PROBLEM DESCRIPTION ▸ Each line below should be quoted exactly, please.

INPUT DATA ▸
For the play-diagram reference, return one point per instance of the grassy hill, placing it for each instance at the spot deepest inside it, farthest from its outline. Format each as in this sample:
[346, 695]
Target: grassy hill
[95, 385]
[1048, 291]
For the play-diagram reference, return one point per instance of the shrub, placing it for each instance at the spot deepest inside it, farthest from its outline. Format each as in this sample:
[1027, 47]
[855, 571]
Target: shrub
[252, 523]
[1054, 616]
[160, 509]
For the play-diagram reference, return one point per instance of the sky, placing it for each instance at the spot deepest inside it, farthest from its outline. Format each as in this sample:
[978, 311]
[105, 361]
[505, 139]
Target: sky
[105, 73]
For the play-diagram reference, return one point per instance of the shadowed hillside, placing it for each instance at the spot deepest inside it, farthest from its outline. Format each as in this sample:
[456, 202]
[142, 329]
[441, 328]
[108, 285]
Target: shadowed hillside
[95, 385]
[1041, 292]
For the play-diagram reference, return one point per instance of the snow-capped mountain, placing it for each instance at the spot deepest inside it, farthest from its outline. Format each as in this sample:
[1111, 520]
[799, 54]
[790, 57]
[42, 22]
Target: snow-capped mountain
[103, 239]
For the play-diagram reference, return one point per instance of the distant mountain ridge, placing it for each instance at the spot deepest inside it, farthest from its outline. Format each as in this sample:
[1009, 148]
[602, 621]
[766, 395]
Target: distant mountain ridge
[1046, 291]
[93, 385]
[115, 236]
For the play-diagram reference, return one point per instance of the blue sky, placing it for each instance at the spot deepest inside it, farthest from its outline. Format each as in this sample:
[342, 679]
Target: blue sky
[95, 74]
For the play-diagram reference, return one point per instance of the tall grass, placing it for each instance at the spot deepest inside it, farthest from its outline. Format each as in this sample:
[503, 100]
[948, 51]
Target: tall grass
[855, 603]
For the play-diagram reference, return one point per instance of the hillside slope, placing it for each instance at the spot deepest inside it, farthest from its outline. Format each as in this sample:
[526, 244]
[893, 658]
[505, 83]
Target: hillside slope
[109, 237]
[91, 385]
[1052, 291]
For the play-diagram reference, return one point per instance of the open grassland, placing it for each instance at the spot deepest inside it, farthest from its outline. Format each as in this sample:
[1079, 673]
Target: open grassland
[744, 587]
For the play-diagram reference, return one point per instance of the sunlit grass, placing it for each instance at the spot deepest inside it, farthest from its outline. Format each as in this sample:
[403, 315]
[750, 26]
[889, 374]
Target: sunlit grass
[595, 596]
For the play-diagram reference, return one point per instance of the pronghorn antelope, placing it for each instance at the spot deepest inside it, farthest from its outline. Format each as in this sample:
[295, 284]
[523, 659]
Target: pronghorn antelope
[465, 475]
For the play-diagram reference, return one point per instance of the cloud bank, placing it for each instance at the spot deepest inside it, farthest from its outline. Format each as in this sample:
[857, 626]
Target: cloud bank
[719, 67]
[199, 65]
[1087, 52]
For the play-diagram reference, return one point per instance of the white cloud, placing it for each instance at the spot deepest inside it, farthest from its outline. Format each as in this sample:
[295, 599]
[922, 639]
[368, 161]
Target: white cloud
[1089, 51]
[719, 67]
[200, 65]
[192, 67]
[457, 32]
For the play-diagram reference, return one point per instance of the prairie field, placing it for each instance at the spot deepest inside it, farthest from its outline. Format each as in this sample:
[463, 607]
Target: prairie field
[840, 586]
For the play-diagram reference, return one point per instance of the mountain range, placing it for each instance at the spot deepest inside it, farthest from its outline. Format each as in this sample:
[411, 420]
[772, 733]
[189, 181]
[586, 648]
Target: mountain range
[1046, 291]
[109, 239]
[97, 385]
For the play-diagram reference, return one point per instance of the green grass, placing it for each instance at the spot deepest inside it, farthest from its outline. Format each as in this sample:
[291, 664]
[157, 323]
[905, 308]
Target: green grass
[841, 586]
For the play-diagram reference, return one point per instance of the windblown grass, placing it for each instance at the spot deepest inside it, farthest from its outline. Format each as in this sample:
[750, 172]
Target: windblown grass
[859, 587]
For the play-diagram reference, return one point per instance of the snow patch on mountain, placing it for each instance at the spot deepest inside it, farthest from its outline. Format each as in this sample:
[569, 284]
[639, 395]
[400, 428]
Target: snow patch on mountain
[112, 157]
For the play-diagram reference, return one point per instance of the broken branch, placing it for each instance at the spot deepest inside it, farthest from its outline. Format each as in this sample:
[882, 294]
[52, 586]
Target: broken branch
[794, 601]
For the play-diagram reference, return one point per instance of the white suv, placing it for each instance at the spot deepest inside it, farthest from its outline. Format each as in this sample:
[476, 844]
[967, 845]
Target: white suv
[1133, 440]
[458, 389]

RIGHT ANSWER ▸
For the play-diagram reference, return one point per instance of the grassy hill, placing it for each instance at the spot deepest inside it, farthest from its outline. Format each as in this sample:
[346, 695]
Target: grassy hill
[95, 385]
[1048, 291]
For the play-diagram reference, return one point per instance of the shrub, placing it for each instance at the spot deepest inside it, farthest from its outline. Format each as in this sample:
[1027, 47]
[855, 571]
Target: shrub
[252, 523]
[1054, 616]
[160, 509]
For the play-diagram reference, return one point per instance of the sky, placing it for each instance at the spot deepest inside it, farthest from its outline. Format each as in this sample:
[978, 311]
[105, 361]
[505, 139]
Target: sky
[105, 73]
For the play-diagram reference, return one point per instance of the shadowed hillside, placing it for each instance at the spot deepest inside it, farthest from its outline. Format each as in this sample:
[456, 202]
[142, 329]
[441, 328]
[108, 285]
Target: shadowed hillside
[95, 385]
[1041, 292]
For the play-diagram reference, return one point per instance of the snow-capped mountain, placing it for each instance at the spot deepest inside it, farthest from its outline. Format each as in this sample:
[1111, 520]
[799, 54]
[790, 57]
[42, 22]
Target: snow-capped mountain
[103, 239]
For the play-diagram reference, return one point per instance of the distant mountain ridge, placing it for each instance at the spot deepest inside it, farthest from its outline. Format each as in this sample:
[1009, 148]
[602, 621]
[766, 395]
Target: distant mountain ridge
[1046, 291]
[93, 385]
[115, 236]
For the play-diagram reference, return one point per instance of the blue sky, placing it for each instance at the spot deepest inside it, farthest from its outline. Format each as in this sample:
[342, 679]
Target: blue sky
[95, 74]
For the play-diagram reference, return one point per instance of the tall grass, placing it for each instance at the spot deepest inside it, farthest from its outline. Format each as in this sample:
[503, 100]
[948, 51]
Target: tall grass
[855, 603]
For the play-diagram reference, return one point per instance of the hillside slope, placing it for each instance at the spot deepest inside it, farthest from its outline. Format each as in this sample:
[526, 244]
[893, 658]
[505, 83]
Target: hillside slope
[109, 237]
[91, 385]
[1052, 291]
For the play-diagram reference, return one point per instance of the open grassland, placing it for each instance at the spot deepest inside it, farthest from its outline. Format each as in this sample:
[1079, 673]
Target: open grassland
[744, 587]
For the play-diagram reference, return one point per instance of the sunlit grass, placing it for each instance at the spot deepest inside it, farthest from its outline. Format each as in this sample:
[403, 315]
[750, 26]
[889, 374]
Target: sunlit grass
[595, 596]
For the play-diagram reference, return one point per instance of the pronghorn antelope, placing it for each instance at the spot deepest inside it, farthest from its outline. Format each as in this sample:
[295, 284]
[523, 659]
Target: pronghorn antelope
[465, 475]
For the play-diagram reference, return one point per instance of the cloud bank, placing it for each instance at the spot deepest inside it, farthest from its outline. Format each as in this sample:
[857, 626]
Target: cloud bank
[719, 67]
[199, 65]
[1087, 52]
For the play-diagram reference, return one point per instance of the white cloud, placing it for each instance at the spot deepest inside it, farthest from its outline. Format each as in this sample:
[295, 599]
[922, 639]
[368, 161]
Target: white cloud
[1089, 51]
[719, 67]
[200, 65]
[192, 67]
[457, 32]
For the play-diagram reference, return one point per instance of the prairie field, placing it for each instance at the spot deepest inside it, farthest from its outline. Format each as in this sample:
[463, 607]
Target: prairie field
[840, 586]
For the play-diagram reference, return one point per instance of the mountain range, placing it for each instance at the spot deepest inside it, farthest from its outline. Format each as in this sample:
[411, 420]
[772, 733]
[189, 181]
[586, 648]
Target: mountain range
[1046, 291]
[109, 239]
[97, 385]
For the play-diagram reference, return one point per instance of the green grass, placing it for each instance at the spot deepest inside it, farthest from its outline. Format each as in this sample:
[291, 664]
[157, 323]
[905, 308]
Target: green grass
[841, 586]
For the play-diagram reference, return one point per instance of the windblown grass, placing it for each instance at the spot deepest inside it, farthest from its outline. Format each as in this sample:
[750, 172]
Target: windblown grass
[859, 587]
For the play-diagram reference, return one point per instance of the snow patch on mountain, placing it for each instance at the spot deepest inside it, farthest from its outline. Format each as in this sample:
[569, 284]
[639, 395]
[400, 428]
Target: snow patch on mountain
[112, 157]
For the play-diagram reference, return one point per instance of the broken branch, placing it for each instance at the spot deepest inside it, farthest from its outline. Format each as in this sample:
[882, 294]
[52, 586]
Target: broken branch
[794, 601]
For the play-diagram reference, return one point per instance of the white suv, placing it for each instance at the spot deepest inside it, farthest from its outline. Format each as in this sample:
[476, 844]
[967, 845]
Target: white suv
[1133, 440]
[458, 389]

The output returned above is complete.